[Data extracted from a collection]
□ □ □ □ □

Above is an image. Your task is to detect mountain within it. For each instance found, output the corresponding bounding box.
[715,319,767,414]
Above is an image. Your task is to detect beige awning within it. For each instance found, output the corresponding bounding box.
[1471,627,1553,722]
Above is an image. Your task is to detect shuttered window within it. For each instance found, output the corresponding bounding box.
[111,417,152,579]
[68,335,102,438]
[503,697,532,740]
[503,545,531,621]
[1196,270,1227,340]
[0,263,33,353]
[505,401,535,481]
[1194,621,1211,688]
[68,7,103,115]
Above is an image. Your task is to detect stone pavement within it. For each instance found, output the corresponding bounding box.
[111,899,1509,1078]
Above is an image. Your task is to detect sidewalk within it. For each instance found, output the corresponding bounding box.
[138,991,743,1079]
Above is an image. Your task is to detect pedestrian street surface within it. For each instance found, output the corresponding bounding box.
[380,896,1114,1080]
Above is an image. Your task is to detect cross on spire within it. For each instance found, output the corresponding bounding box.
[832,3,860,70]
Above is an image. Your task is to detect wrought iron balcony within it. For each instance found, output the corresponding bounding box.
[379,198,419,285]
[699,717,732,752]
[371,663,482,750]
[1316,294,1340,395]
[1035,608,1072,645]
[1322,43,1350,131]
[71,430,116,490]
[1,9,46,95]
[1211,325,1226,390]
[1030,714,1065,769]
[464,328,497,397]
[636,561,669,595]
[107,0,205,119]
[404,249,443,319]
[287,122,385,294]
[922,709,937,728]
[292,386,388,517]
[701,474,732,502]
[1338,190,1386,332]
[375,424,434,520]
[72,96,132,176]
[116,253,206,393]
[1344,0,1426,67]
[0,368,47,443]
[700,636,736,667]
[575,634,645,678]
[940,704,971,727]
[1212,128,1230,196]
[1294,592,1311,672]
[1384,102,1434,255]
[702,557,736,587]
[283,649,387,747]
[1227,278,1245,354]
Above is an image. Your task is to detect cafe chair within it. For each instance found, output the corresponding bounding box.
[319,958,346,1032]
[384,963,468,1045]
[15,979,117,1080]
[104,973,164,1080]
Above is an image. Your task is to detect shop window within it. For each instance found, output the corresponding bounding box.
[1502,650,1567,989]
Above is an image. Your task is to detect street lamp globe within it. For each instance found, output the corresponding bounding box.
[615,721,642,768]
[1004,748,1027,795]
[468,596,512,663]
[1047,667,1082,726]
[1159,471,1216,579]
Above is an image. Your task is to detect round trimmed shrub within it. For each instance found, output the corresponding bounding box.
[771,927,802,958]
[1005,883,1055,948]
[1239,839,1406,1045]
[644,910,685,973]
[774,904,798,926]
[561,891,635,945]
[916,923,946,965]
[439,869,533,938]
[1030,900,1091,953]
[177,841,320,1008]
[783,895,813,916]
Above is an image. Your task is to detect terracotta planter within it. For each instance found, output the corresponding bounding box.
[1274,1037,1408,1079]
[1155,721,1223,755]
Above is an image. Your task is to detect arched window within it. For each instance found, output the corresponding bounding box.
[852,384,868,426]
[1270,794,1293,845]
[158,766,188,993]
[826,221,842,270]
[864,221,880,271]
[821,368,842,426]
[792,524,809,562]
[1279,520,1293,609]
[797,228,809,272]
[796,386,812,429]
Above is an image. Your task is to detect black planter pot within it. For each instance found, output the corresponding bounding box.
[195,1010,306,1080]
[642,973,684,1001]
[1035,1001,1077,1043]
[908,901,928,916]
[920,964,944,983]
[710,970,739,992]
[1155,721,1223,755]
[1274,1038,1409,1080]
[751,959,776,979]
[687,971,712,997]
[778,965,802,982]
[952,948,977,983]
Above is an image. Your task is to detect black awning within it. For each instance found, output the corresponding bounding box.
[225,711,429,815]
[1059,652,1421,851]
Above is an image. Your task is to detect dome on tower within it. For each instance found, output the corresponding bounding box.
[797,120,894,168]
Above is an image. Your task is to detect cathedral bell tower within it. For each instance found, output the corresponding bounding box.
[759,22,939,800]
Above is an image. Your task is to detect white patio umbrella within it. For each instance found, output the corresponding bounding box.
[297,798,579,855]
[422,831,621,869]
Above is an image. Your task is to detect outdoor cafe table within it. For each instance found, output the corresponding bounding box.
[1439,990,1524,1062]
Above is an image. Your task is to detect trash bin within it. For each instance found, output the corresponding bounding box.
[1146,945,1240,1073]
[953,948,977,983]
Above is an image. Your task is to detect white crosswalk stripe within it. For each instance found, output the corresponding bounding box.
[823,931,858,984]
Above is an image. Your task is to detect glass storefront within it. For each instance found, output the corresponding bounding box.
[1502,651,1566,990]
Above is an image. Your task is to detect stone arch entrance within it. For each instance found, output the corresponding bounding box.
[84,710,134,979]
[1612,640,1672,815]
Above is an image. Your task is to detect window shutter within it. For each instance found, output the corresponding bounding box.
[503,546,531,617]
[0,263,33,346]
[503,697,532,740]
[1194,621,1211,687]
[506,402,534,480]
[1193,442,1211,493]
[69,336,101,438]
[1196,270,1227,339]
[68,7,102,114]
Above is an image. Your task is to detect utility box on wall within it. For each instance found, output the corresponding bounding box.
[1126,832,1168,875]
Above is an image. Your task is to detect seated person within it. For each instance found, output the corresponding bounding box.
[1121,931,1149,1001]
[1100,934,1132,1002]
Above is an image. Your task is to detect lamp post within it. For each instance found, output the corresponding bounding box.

□ □ □ □ □

### [TASK PROMPT]
Each entry above needs to be retyped exactly.

### [WRITTEN ANSWER]
Above is an image. Your task is to detect mountain within it. For each instance found, output the corresponding bounding box.
[715,319,767,414]
Above is an image. Your task is to detect beige awning within it. For each instance found, output the corresponding bounding box.
[1471,627,1553,722]
Above is an image. Your task is to detect shuttered window within it. For each instance found, output the corresponding bounding box.
[111,417,152,579]
[68,335,102,438]
[503,697,532,740]
[503,545,531,621]
[1196,270,1227,340]
[0,263,33,353]
[505,401,535,481]
[1194,621,1211,688]
[68,7,103,115]
Above is an image. Your task is to detect stone pavement within it. For each instance found, output the corresponding bounding box.
[111,899,1509,1078]
Above is an image. Your task is to detect sidewalk within it. For each instance found, output the corresponding bounding box.
[138,991,743,1079]
Above is an image. Your task is to detect pedestrian street surface within it. For each instance found, output the corresponding bounding box.
[380,896,1114,1080]
Above is an image. Your task is to detect cross on spire within it. For each instance found, output the corresponding bounding box.
[832,3,860,70]
Above is an image. Your task is to detect wrought iron balcony within it. For each instance found, output the corresponding bounding box.
[379,198,419,285]
[699,717,732,752]
[371,663,482,750]
[1316,294,1340,395]
[1035,608,1072,645]
[1322,43,1350,131]
[71,430,116,490]
[1,9,46,95]
[1211,325,1226,390]
[1030,714,1065,769]
[464,328,497,397]
[636,561,669,595]
[107,0,205,119]
[404,249,443,319]
[287,122,385,294]
[922,709,937,728]
[292,386,388,517]
[701,474,732,502]
[1338,190,1386,332]
[375,424,434,520]
[72,96,132,176]
[116,253,206,393]
[1344,0,1426,67]
[0,368,47,443]
[700,636,736,667]
[575,634,645,678]
[940,704,971,727]
[1212,128,1230,196]
[1294,592,1311,672]
[1384,102,1434,255]
[702,557,736,587]
[283,649,387,747]
[1227,278,1245,354]
Above is an image. Your task is to detect cafe chair within it. For each instance found, output the corresponding bounding box.
[319,958,346,1032]
[384,963,468,1045]
[15,979,117,1080]
[104,973,164,1080]
Above is an image. Your task is to detect shop window within it. For each instance found, output the corresponding bounding box.
[1502,650,1567,989]
Above is an image. Your task is to detect street lamp globe within it. For each instance found, output the corresponding bounding box.
[615,721,642,768]
[1004,748,1027,795]
[468,596,512,663]
[1047,667,1082,726]
[1159,471,1216,579]
Above is an image. Your task is to detect round trimmed shrub within it. For each instance found, output the corresponding bounding box.
[771,927,802,958]
[1005,883,1055,948]
[1239,839,1406,1045]
[644,910,685,973]
[774,904,798,926]
[561,891,635,945]
[916,923,946,965]
[439,869,533,938]
[1030,900,1091,953]
[177,841,320,1008]
[783,895,813,916]
Above is an image. Your task is to detect terracotta planter within it. For each instance found, output the corresponding bounding box.
[1274,1037,1408,1079]
[1155,721,1223,755]
Above is an image. Your task is to detect arched window within it. For each instance found, output the corresponding bounding box.
[852,384,868,426]
[1270,794,1293,845]
[158,766,188,993]
[826,221,842,270]
[864,221,880,271]
[821,368,842,426]
[792,524,809,562]
[1279,520,1293,609]
[797,228,809,272]
[796,386,812,429]
Above is an image. Your task is to detect black planter pot within it. For each instance found, output the corresponding bounding box.
[195,1010,306,1080]
[642,973,684,1001]
[1035,1001,1077,1043]
[908,901,928,916]
[920,964,944,983]
[710,970,739,992]
[1155,721,1223,755]
[1274,1038,1409,1080]
[751,959,776,979]
[687,971,712,997]
[778,965,802,982]
[952,948,977,983]
Above is an image. Your task is to detect black awning within it. For each instance found, output the corresponding bounding box.
[225,711,429,815]
[1059,652,1421,851]
Above is an image. Your task is to detect dome on tower within it. For each instance found, output the corresponding bounding box.
[797,120,894,168]
Above is an image. Your task is to detect cathedral bell tower within it. For each instance found, output the corresponding bounding box.
[759,22,939,800]
Above is an image. Your task is to detect white patio umbrella within it. For each instance found, output the corresponding bounding box.
[297,798,579,855]
[422,831,621,869]
Above is an image. Your task is to detect outdoor cafe table within it. For each instance found, output the corresponding bounding box.
[1439,990,1524,1062]
Above is an image. Your task is to detect trash bin within it. For each instance found, output the corresponding bounding box.
[1146,945,1240,1073]
[953,948,977,983]
Above is an image. Your task is to detect white crosswalk stripe within it. For each instance found, output the corresponding bounding box.
[823,931,858,984]
Above is an image. Your task is to detect glass storefront within it. For each instance found, output the corresponding bounding box.
[1502,651,1566,990]
Above is an image. Your task is to detect stone arch entrance within it. For each instance found, output the corresponding bounding box.
[84,710,134,979]
[1612,640,1672,815]
Above is an image. Your task is to detect window shutter within it. For each instance found, output the corresponding bounding box.
[503,546,531,617]
[0,263,33,346]
[503,697,532,740]
[1194,621,1211,687]
[506,402,534,480]
[1193,442,1211,493]
[69,336,101,438]
[1196,270,1227,339]
[68,7,102,114]
Above is an image. Your task is to detect utility box on wall within it. For each instance found, output the corresponding bounding box.
[1126,832,1168,875]
Above is an image. Your task is to detect seated person within it. For each instance found, output the corresponding bounding box.
[1121,931,1149,1001]
[1100,934,1132,1002]
Above is an image. Your task is to detect lamp post within it. For each instance found, output the corresponding bounding box.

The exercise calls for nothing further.